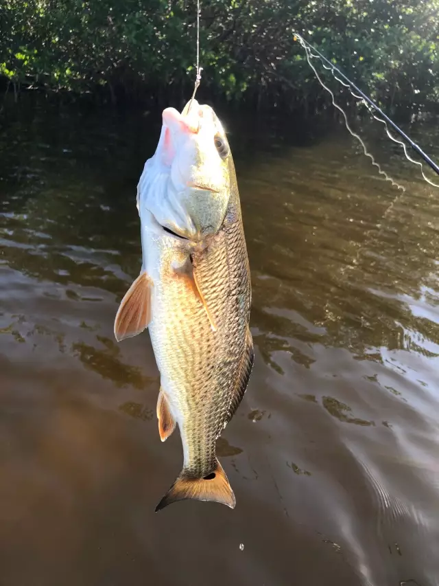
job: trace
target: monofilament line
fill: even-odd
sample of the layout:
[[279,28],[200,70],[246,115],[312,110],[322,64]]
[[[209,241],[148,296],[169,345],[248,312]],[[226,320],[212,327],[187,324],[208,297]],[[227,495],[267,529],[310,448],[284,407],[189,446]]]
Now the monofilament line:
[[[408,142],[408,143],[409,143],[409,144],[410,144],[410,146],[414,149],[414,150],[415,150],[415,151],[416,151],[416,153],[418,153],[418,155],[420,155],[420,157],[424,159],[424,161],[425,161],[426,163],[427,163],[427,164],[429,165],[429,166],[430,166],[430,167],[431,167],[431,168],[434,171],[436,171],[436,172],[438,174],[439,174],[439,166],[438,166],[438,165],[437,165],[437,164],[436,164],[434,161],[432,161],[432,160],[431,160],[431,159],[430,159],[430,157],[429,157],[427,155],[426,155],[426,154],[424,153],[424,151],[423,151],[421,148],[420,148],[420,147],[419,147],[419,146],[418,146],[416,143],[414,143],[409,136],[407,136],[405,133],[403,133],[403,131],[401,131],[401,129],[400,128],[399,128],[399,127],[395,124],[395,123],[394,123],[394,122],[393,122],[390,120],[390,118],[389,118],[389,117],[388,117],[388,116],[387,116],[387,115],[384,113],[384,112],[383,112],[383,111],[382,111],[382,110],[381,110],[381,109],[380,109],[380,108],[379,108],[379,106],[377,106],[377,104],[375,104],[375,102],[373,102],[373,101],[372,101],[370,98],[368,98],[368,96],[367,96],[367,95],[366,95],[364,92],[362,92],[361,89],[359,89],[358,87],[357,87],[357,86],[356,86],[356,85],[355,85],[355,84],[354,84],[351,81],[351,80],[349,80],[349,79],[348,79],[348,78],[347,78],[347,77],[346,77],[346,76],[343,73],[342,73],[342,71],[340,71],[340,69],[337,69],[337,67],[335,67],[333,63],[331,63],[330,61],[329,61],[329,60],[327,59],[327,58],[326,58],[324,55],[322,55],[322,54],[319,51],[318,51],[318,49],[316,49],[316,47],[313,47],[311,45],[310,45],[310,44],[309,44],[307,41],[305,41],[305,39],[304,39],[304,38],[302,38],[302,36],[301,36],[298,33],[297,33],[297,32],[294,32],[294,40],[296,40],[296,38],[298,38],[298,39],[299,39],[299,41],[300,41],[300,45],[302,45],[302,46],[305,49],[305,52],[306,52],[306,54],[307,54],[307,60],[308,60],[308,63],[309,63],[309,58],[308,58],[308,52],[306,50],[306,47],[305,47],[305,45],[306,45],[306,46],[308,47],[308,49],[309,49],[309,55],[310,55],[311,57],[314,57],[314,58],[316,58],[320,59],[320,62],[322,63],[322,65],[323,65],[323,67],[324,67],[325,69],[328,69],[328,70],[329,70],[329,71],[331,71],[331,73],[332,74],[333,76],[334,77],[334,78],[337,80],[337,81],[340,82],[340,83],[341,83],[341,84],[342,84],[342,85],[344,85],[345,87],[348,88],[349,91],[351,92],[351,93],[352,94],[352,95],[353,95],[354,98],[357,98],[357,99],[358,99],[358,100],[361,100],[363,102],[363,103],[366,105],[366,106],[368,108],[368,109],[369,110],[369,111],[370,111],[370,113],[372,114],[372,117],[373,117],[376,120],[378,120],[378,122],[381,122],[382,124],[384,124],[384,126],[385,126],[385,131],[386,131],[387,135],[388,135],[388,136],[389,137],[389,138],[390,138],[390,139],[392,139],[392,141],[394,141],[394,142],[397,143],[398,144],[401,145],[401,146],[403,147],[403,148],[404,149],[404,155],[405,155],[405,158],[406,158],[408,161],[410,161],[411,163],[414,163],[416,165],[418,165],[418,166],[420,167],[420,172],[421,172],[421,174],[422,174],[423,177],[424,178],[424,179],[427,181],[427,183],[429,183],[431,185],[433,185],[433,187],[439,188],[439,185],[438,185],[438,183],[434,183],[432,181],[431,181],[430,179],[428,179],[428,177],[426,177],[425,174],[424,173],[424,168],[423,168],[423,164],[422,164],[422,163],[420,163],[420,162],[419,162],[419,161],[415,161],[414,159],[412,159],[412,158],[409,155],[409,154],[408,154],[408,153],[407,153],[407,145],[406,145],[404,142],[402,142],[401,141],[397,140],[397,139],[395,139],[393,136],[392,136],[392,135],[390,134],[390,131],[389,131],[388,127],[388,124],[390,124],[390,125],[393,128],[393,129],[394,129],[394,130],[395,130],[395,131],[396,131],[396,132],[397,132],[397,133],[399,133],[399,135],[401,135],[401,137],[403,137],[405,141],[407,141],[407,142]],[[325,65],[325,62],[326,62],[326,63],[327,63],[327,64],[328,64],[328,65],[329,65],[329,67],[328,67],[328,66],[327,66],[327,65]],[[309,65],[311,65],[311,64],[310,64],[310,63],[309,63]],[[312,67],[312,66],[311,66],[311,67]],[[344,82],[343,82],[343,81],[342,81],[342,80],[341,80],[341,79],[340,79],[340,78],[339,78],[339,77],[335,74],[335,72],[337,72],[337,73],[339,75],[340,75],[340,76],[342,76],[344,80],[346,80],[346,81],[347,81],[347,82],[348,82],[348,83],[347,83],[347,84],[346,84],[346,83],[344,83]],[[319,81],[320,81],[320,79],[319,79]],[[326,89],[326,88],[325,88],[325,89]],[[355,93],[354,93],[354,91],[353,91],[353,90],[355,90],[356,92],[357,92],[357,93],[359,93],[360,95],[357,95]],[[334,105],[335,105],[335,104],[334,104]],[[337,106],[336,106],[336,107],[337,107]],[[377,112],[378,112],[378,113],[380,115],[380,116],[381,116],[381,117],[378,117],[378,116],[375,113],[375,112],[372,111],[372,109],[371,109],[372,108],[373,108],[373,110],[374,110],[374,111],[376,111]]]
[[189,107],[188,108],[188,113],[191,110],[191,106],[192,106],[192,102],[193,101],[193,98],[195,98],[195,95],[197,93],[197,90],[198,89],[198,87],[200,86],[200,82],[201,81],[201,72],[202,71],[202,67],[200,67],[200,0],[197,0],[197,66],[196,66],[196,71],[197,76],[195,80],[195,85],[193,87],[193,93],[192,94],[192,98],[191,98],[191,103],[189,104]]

= = = =

EXERCISE AIM: Replace every "monofilament line" in the data above with "fishing line" and give all of it again, with nothing else changed. Leave the pictures out.

SOLUTION TO THIS EXERCISE:
job: trace
target: fishing line
fill: even-odd
sample of the layout:
[[279,28],[200,70],[246,115],[312,110],[322,64]]
[[[209,241],[148,296],[169,345],[248,312]],[[226,320],[212,327],[187,324],[208,297]],[[227,495],[267,529],[310,448],[284,407],[189,446]]]
Now the fishing line:
[[[408,142],[408,143],[409,143],[409,144],[410,144],[410,146],[414,149],[414,150],[415,150],[415,151],[416,151],[416,153],[418,153],[418,155],[420,155],[420,157],[424,159],[424,161],[425,161],[426,163],[427,163],[427,164],[429,165],[429,166],[430,166],[430,167],[431,167],[431,168],[434,171],[436,171],[436,172],[438,174],[439,174],[439,166],[438,166],[438,165],[437,165],[437,164],[436,164],[434,161],[432,161],[432,160],[431,160],[431,159],[430,159],[430,157],[429,157],[427,155],[426,155],[426,154],[424,153],[424,151],[423,151],[421,148],[420,148],[420,147],[419,147],[419,146],[418,146],[416,143],[414,143],[409,136],[407,136],[405,133],[403,133],[403,131],[401,131],[401,129],[400,128],[399,128],[399,127],[395,124],[395,123],[394,123],[394,122],[393,122],[390,120],[390,118],[389,118],[389,117],[388,117],[388,116],[387,116],[387,115],[384,113],[384,112],[383,112],[383,111],[382,111],[382,110],[381,110],[381,109],[380,109],[380,108],[379,108],[379,106],[377,106],[377,104],[375,104],[375,102],[373,102],[373,101],[372,101],[370,98],[368,98],[368,96],[367,96],[367,95],[366,95],[364,92],[362,92],[361,89],[359,89],[358,87],[357,87],[357,86],[356,86],[356,85],[355,85],[355,84],[354,84],[351,81],[351,80],[349,80],[349,79],[348,79],[348,78],[347,78],[347,77],[346,77],[346,76],[343,73],[342,73],[342,71],[340,71],[340,69],[337,69],[337,67],[335,67],[333,63],[331,63],[330,61],[329,61],[329,60],[327,59],[327,58],[326,58],[324,55],[322,55],[322,54],[319,51],[318,51],[318,49],[316,49],[316,47],[313,47],[311,45],[310,45],[310,44],[309,44],[307,41],[305,41],[305,39],[304,39],[304,38],[302,38],[302,36],[301,36],[298,33],[297,33],[297,32],[294,32],[294,40],[296,40],[296,38],[298,38],[298,39],[299,39],[299,41],[300,41],[300,45],[302,45],[302,46],[305,49],[305,52],[306,52],[306,54],[307,54],[307,60],[308,60],[308,63],[309,63],[309,58],[308,58],[308,52],[306,50],[306,47],[305,47],[305,45],[306,45],[306,46],[308,47],[308,49],[309,49],[309,55],[310,55],[311,57],[314,57],[314,58],[316,58],[320,59],[320,62],[322,63],[322,65],[323,65],[323,67],[324,67],[325,69],[328,69],[328,70],[329,70],[329,71],[331,71],[331,73],[332,74],[333,76],[334,77],[334,78],[337,80],[337,81],[340,82],[340,83],[341,83],[341,84],[342,84],[342,85],[344,85],[345,87],[348,88],[349,91],[351,92],[351,93],[352,94],[352,95],[353,95],[354,98],[357,98],[357,99],[358,99],[358,100],[361,100],[363,102],[363,103],[366,105],[366,106],[368,108],[368,109],[369,110],[369,111],[370,111],[370,113],[372,114],[372,117],[373,117],[376,120],[378,120],[378,122],[381,122],[382,124],[384,124],[384,126],[385,126],[385,131],[386,131],[387,135],[388,135],[388,136],[389,137],[389,138],[390,138],[390,139],[392,139],[392,141],[394,141],[394,142],[397,143],[398,144],[401,145],[401,146],[403,147],[403,148],[404,149],[404,155],[405,155],[405,158],[406,158],[408,161],[410,161],[411,163],[414,163],[416,165],[418,165],[418,166],[420,167],[420,172],[421,172],[421,174],[422,174],[423,177],[424,178],[424,179],[427,181],[427,183],[429,183],[431,185],[433,185],[433,187],[439,188],[439,185],[438,185],[438,183],[434,183],[432,181],[431,181],[430,179],[428,179],[428,177],[426,177],[425,174],[424,173],[424,168],[423,168],[423,164],[422,164],[422,163],[420,163],[420,162],[419,162],[419,161],[415,161],[414,159],[412,159],[412,158],[409,155],[409,154],[408,154],[408,153],[407,153],[407,145],[406,145],[404,142],[402,142],[401,141],[397,140],[397,139],[395,139],[393,136],[392,136],[392,135],[390,134],[390,131],[389,131],[388,127],[388,124],[390,124],[390,125],[393,128],[393,129],[394,129],[394,130],[395,130],[395,131],[396,131],[396,132],[397,132],[397,133],[399,133],[399,135],[401,135],[401,137],[403,137],[405,141],[407,141],[407,142]],[[325,65],[325,62],[326,62],[326,63],[327,63],[327,64],[328,64],[328,65],[329,65],[329,67],[328,67],[328,66],[327,66],[327,65]],[[309,65],[311,65],[311,64],[310,64],[310,63],[309,63]],[[312,67],[312,66],[311,66],[311,67]],[[344,82],[343,82],[343,81],[342,81],[342,80],[341,80],[341,79],[340,79],[340,78],[339,78],[339,77],[335,74],[335,72],[337,72],[337,73],[339,75],[340,75],[340,76],[342,76],[344,80],[346,80],[346,81],[347,81],[347,82],[348,82],[348,83],[347,83],[347,84],[346,84],[346,83],[344,83]],[[319,81],[320,81],[320,79],[319,79]],[[326,89],[326,88],[325,88],[325,89]],[[355,93],[354,93],[354,91],[353,91],[353,90],[355,90],[356,92],[357,92],[357,93],[359,93],[360,95],[357,95]],[[334,105],[335,105],[335,104],[334,104]],[[337,106],[336,106],[336,107],[337,107]],[[377,112],[378,112],[378,113],[380,115],[380,116],[381,116],[381,117],[378,117],[378,116],[375,113],[375,112],[372,111],[372,109],[371,109],[372,108],[373,108],[373,110],[374,110],[374,111],[376,111]]]
[[189,107],[188,108],[188,113],[191,110],[191,106],[192,106],[192,102],[193,101],[193,98],[195,98],[195,95],[197,93],[197,90],[198,89],[198,87],[200,86],[200,82],[201,81],[201,72],[202,71],[202,67],[200,67],[200,0],[197,0],[197,66],[196,66],[196,71],[197,76],[195,80],[195,85],[193,87],[193,93],[192,94],[192,98],[191,98],[191,103],[189,104]]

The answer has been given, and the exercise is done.